Problem requirements -> Your reply should be only the number of lines in the records that contain the word "gray".

Natural language region descriptions:
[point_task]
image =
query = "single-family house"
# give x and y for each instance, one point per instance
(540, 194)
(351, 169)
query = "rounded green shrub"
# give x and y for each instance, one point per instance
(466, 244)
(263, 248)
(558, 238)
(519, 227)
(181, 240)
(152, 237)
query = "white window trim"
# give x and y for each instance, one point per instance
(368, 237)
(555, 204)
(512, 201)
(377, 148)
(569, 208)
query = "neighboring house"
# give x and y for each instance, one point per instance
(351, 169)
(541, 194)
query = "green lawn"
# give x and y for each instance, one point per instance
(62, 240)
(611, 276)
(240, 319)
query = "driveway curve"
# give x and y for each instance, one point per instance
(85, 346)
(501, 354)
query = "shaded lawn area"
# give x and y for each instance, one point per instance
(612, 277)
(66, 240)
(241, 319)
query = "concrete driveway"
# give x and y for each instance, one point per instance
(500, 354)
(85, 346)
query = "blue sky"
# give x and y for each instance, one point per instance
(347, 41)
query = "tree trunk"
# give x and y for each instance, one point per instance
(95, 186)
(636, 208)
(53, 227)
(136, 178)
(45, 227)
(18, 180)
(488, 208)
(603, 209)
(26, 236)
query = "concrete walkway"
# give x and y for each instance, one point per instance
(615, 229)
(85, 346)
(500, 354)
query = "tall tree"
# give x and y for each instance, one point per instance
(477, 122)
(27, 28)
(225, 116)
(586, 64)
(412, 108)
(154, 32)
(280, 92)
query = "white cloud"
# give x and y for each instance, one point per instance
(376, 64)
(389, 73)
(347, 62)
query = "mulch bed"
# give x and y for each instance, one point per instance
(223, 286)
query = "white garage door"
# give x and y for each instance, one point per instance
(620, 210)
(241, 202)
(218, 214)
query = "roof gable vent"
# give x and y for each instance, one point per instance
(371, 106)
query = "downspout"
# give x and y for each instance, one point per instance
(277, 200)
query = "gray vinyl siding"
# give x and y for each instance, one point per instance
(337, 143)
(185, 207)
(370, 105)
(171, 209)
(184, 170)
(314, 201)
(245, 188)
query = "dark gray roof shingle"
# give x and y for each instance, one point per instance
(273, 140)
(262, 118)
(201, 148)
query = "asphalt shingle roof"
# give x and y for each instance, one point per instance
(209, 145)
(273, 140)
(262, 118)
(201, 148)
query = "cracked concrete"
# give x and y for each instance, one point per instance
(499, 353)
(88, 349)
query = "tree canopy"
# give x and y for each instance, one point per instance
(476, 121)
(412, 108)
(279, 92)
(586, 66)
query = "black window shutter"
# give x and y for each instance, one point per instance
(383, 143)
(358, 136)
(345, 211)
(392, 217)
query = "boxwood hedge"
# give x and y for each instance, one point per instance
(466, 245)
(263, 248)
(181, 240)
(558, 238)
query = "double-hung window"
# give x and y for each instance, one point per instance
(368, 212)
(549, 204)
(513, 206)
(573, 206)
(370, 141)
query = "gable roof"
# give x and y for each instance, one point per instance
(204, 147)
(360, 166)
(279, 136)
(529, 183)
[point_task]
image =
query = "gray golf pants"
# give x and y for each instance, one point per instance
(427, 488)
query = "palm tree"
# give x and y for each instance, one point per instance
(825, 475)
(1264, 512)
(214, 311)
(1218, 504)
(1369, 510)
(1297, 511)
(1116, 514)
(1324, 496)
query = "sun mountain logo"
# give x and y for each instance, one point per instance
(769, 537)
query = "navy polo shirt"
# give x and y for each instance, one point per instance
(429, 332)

Written solution -> 3